#### [SOURCE DOCUMENT]
[Begin]

Commodity ETF and Futures Trading Center

Welcome to the Commodity ETF and Futures Trading Center, a special section of CommodityHQ.com dedicated to providing information on commodities for active traders. Trading commodities has been popular for a number of years, and as the financial world continues to expand, there are an increasing number of options available to gain access to your favorite commodity or asset class. This center is constantly updated to offer the most accurate and timely information for traders looking to make a play in the markets.

Trading Exchanges

There are a number of trading platforms available to investors, each offering a slew of different commodities and rules to go along with them. Below, we outline a number of popular platforms to help traders decide which will be best for their investing purposes:

  • Chicago Mercantile Exchange (CME): A financial and commodity derivatives trading platform headquartered in Chicago. Originally founded in 1898 as the Chicago Butter and Egg Board, the CME has one of the largest options and futures line-up of any exchange in the world. The CME offers contracts of all kinds including agriculture, credit, economic events, equity index, FX, interest rates and other futures/options investments. The CME is owned and operates under the CME Group.
  • Chicago Board of Trade (CBOT): Established in 1848, the CBOT ranks as the oldest futures/options trading exchange in the world. The exchange offers more than 50 different futures and option contracts for investors stretching across a number of asset classes. As of 2007, the CBOT operates as a subsidiary of the CME group.
  • New York Mercantile Exchange (NYMEX): The NYMEX is the world’s largest physical commodity futures exchange, offering exposure to a wide variety of products. Commodity Exchange Inc. (COMEX) also operates as a division of the NYMEX and is best known for offering exposure to various metals contracts. The two divisions joined in late 2006, and were acquired by the CME Group in early 2008.
  • London Metal Exchange (LME): Stationed in the United Kingdom, the LME is a major exchange that offers exposure to futures and options to a wide variety of base metals and other commodity products. Some of the metals traded include aluminum, copper, tin, nickel, zinc, lead, and many more. Though founded in 1877, the exchange can trace its roots all the way back to 1571, when the Royal Exchange in London was opened, only trading copper at its origins.
  • Intercontinental Exchange Inc. (ICE): The Intercontinental Exchange is a U.S.-based company that operates futures and over-the-counter contracts via internet marketplaces. The company was originally focused on energy contracts but has widened its scope by offering exposure to a number of commodities including cocoa, cotton, sugar, iron ore, natural gas, crude products, and much more. The platform is much more focused on just a select few commodities and may be a good fit for traders looking to single out one or two commodities.

[End]

#### [ACTIONS TO TAKE]
a) List the metals that the exchange overview names as traded on the London Metal Exchange.
b) Write the next part of the exchange overview, starting after its final sentence.
The entries come from a separate source unrelated to the exchange overview.

[Dataset excerpts: object pointing]
[Begin]

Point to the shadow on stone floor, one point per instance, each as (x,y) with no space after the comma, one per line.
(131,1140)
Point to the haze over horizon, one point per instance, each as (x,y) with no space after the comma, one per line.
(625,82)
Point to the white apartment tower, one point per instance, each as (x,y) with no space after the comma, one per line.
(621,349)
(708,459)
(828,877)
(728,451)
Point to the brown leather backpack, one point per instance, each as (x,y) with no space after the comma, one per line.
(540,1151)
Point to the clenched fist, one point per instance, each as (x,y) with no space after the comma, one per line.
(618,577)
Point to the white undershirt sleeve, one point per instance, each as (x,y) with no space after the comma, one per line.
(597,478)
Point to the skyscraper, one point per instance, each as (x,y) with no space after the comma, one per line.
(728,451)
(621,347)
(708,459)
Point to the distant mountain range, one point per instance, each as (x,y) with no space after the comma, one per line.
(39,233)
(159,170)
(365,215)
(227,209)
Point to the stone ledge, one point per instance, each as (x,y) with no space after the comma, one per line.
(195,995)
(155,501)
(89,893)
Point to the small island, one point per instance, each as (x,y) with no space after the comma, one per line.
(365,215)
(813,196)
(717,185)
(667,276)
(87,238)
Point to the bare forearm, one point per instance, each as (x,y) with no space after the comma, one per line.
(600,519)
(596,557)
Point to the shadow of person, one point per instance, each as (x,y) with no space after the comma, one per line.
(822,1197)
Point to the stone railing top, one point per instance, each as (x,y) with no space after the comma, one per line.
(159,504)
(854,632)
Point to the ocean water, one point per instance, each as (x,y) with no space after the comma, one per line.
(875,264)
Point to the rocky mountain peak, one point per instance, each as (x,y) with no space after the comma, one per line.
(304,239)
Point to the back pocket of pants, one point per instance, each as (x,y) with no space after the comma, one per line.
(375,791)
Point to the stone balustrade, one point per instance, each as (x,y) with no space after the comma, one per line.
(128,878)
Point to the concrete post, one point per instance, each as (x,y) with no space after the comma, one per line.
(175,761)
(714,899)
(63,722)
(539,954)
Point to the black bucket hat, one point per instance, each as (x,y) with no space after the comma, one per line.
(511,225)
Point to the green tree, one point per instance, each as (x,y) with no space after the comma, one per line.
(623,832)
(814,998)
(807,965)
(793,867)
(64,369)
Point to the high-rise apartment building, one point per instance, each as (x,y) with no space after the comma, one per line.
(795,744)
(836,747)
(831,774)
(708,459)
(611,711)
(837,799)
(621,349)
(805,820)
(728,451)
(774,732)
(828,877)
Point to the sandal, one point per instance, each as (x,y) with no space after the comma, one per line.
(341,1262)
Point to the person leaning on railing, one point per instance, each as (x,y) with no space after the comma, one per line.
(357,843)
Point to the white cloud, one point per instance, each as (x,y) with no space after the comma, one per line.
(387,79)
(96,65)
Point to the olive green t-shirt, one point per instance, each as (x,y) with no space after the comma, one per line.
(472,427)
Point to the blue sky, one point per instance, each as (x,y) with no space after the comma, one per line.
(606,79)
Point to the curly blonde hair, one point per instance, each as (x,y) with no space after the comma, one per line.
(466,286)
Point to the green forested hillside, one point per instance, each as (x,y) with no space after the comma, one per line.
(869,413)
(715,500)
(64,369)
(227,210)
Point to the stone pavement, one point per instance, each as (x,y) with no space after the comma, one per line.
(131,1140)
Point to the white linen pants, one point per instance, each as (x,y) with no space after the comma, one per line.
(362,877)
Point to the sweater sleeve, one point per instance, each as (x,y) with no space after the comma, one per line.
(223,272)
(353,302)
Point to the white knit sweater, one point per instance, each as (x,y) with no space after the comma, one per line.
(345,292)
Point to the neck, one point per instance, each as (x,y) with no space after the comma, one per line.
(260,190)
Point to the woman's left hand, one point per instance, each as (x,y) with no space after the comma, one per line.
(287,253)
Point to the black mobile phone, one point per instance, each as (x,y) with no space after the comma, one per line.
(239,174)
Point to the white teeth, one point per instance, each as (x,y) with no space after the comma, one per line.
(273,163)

[End]
[Begin]

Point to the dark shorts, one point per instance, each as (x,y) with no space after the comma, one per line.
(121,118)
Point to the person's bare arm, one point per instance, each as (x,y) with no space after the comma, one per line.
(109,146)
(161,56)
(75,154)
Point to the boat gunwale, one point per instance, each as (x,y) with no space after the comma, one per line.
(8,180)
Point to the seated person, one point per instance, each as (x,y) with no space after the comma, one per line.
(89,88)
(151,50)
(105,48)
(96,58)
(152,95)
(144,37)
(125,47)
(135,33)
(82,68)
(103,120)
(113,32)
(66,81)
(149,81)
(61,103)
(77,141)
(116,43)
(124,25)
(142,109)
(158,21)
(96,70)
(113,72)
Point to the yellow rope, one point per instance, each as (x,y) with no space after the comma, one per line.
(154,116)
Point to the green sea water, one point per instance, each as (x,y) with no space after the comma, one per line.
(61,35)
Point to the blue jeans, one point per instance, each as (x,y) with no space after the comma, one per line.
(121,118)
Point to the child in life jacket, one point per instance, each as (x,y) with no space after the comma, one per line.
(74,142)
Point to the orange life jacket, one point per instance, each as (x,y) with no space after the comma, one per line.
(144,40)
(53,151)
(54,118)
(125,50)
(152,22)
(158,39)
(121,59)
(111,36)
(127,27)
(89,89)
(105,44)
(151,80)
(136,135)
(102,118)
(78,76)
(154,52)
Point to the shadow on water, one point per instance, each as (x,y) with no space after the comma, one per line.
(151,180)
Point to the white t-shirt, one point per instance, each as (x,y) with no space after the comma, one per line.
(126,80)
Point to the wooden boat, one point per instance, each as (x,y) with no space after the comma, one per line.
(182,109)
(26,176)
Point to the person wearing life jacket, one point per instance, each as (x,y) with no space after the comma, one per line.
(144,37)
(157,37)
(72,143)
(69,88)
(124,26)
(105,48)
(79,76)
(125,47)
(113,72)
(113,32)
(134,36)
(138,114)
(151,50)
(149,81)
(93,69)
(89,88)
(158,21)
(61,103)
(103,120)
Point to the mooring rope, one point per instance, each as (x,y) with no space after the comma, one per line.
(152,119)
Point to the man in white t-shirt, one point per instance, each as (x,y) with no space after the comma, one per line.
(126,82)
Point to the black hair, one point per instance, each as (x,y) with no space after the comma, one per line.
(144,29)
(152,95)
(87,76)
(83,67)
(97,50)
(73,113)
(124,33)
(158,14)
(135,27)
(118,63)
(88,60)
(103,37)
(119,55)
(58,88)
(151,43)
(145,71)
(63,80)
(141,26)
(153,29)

[End]

#### [RESULTS OF THE EXERCISE]
a) aluminum, copper, tin, nickel, zinc, lead

b)
  • Multi Commodity Exchange (MCX): The MCX is a private commodity exchange based in Mumbai, India. The company was founded in 2003 an ranks as one of the top ten commodity exchanges in the world. Traders can gain access to a number of the usual suspects like gold and silver, but also have the option to trade a number of commodities focused on the Indian economy like pepper, cashew kernel, yellow peas, and a number of other futures that would be difficult if not impossible to find inside U.S. borders.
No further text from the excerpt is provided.